* What this task involves: Return each line of the rows below that contains the string "moss".

* Raw data:
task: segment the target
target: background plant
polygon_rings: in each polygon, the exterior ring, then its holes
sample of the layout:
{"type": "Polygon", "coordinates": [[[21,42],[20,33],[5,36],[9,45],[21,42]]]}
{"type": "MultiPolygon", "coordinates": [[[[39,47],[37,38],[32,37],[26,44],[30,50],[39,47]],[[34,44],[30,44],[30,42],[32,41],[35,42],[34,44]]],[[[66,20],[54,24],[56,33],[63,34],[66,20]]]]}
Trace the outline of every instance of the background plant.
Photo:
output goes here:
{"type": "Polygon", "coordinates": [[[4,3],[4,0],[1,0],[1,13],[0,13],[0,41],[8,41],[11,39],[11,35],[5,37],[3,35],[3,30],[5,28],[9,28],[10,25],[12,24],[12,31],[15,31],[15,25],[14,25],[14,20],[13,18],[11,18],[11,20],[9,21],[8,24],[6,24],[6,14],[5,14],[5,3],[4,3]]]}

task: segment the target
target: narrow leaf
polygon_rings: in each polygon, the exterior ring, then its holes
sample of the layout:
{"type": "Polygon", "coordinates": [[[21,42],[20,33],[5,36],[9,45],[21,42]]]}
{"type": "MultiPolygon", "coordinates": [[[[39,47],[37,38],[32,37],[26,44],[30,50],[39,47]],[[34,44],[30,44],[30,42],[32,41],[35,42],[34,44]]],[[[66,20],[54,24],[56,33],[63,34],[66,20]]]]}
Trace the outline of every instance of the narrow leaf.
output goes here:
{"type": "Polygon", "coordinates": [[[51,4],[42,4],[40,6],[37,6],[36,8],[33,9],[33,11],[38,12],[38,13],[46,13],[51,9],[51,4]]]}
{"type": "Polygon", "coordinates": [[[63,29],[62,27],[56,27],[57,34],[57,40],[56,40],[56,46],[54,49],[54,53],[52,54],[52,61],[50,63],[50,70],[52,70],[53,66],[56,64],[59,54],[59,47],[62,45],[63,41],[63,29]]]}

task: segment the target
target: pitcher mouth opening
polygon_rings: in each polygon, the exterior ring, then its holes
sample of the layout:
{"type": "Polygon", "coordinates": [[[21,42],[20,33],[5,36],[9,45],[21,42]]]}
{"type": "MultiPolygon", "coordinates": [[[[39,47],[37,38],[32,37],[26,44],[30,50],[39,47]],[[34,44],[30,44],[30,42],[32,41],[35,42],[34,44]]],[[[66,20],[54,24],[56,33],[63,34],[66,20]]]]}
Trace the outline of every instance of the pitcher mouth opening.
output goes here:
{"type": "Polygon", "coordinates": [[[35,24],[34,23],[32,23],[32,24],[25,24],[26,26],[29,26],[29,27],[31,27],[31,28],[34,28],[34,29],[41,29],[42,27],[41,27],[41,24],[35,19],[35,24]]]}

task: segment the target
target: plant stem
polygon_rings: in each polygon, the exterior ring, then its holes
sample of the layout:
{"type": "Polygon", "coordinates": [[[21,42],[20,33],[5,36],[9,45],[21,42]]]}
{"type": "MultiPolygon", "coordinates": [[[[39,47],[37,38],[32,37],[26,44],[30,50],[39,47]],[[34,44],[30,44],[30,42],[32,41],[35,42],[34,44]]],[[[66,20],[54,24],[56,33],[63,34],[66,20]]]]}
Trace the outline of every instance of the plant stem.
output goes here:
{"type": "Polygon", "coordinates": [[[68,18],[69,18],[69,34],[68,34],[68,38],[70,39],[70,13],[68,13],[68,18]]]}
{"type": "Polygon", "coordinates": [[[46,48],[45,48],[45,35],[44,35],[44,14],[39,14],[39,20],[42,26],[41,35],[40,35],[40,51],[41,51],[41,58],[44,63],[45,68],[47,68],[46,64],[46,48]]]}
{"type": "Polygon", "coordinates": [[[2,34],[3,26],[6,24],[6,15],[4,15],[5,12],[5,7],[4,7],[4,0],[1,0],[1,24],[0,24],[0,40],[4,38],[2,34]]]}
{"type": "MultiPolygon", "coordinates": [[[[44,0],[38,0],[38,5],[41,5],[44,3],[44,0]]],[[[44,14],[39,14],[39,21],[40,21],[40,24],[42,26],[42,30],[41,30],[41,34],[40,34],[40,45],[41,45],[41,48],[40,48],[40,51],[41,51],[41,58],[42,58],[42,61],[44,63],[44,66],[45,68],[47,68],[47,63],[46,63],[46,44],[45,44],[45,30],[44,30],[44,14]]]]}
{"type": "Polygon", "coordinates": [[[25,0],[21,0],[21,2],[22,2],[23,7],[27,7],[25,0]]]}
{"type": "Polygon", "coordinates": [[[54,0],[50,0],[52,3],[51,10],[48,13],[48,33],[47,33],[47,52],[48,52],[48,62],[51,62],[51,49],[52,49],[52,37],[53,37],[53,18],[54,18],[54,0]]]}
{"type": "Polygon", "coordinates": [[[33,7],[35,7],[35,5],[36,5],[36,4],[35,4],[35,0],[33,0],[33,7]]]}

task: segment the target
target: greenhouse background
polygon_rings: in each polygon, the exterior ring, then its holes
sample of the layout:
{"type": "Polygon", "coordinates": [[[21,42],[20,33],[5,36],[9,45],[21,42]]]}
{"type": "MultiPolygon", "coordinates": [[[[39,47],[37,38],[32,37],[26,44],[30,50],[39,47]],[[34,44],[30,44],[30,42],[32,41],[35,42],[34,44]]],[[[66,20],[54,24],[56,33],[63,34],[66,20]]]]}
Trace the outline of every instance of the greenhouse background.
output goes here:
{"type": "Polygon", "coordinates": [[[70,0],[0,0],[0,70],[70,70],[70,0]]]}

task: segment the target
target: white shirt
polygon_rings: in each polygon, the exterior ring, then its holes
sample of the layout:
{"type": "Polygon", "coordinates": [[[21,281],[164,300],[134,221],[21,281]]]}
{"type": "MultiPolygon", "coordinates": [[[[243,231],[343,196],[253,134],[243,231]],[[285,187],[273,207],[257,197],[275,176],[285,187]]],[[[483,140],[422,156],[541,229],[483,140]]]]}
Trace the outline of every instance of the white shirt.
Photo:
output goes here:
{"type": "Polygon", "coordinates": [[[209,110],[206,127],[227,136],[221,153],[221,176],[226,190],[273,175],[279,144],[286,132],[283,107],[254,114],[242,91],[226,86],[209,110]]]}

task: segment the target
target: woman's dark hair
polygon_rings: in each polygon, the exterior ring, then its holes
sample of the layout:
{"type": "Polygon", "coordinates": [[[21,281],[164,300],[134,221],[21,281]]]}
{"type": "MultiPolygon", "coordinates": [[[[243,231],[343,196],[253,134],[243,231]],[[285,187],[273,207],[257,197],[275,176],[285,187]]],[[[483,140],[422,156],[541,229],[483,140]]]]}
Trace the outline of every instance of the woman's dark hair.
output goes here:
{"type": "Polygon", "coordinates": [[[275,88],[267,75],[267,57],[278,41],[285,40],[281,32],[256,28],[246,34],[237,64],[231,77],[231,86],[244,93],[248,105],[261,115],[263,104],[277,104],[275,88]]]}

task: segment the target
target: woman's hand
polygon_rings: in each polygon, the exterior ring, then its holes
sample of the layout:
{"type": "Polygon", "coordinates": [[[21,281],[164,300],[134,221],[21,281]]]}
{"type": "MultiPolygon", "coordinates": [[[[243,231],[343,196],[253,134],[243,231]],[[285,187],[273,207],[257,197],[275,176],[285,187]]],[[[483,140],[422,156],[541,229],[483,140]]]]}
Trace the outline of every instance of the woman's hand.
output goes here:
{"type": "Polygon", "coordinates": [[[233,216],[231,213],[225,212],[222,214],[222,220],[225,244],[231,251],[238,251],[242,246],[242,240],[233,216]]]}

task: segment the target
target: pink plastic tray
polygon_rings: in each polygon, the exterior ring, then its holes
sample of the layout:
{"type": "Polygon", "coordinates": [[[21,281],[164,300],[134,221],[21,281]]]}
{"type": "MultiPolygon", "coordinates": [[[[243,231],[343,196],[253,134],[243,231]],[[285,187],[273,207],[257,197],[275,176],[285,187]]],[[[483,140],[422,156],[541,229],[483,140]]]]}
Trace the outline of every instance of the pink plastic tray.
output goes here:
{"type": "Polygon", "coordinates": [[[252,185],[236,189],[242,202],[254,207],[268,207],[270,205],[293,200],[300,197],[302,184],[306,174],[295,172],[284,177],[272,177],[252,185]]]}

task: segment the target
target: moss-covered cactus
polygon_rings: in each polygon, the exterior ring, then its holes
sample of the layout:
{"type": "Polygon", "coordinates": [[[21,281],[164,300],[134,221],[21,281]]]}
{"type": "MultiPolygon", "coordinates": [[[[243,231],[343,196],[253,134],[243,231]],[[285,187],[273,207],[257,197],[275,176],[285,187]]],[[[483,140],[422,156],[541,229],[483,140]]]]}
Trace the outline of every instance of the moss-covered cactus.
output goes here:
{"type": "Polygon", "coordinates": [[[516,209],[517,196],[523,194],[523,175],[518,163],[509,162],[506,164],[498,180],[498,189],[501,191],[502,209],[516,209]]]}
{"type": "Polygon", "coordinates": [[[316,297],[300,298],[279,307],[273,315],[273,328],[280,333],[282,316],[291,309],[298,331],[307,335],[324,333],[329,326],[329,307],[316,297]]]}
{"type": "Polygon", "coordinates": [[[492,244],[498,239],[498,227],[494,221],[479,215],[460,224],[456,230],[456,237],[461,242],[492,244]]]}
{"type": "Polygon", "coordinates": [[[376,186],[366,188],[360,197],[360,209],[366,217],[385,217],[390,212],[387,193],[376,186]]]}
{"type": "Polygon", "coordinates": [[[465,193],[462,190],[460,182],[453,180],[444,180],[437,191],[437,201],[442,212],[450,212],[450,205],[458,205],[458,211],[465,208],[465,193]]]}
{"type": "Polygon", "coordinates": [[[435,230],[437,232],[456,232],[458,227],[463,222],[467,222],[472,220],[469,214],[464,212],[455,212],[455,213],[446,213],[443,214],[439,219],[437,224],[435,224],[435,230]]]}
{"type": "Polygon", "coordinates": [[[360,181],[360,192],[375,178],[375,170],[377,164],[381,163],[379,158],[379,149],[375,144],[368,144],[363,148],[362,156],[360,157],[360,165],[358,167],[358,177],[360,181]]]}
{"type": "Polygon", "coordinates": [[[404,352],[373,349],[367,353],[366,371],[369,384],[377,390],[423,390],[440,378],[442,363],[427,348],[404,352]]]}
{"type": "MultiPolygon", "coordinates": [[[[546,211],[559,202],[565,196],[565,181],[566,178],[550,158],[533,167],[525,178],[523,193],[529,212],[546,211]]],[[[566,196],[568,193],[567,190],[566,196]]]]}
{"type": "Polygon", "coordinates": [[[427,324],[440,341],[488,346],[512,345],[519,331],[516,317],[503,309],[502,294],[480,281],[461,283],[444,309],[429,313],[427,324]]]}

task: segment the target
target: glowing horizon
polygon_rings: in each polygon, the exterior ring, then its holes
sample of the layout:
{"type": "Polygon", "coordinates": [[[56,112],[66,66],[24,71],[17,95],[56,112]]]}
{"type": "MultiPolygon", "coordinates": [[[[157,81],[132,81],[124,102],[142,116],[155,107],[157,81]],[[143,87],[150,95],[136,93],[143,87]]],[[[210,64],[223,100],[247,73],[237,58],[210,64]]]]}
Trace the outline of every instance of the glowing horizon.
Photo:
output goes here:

* Solved exercise:
target: moss-covered cactus
Trace the outline of every instance of the moss-covered cactus.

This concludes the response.